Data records
** Start **

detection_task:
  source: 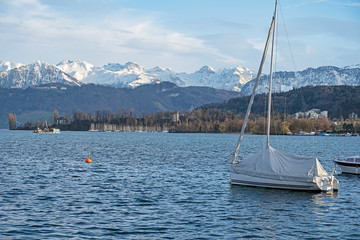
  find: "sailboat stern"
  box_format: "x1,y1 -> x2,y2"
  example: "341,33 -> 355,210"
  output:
314,175 -> 339,192
229,164 -> 321,191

** End **

» **Requirements**
Lay out the lines above as a JSON list of strings, with one string per line and blank lines omitted. Leave the pictures out of the answer.

» **Right answer**
[
  "detection_task:",
  "  source: ",
  "  find: \"sailboat stern\"",
  "  box_format: \"x1,y1 -> x2,y2\"",
  "  example: \"341,33 -> 355,210\"",
  "  output:",
  "314,175 -> 339,192",
  "229,164 -> 321,191"
]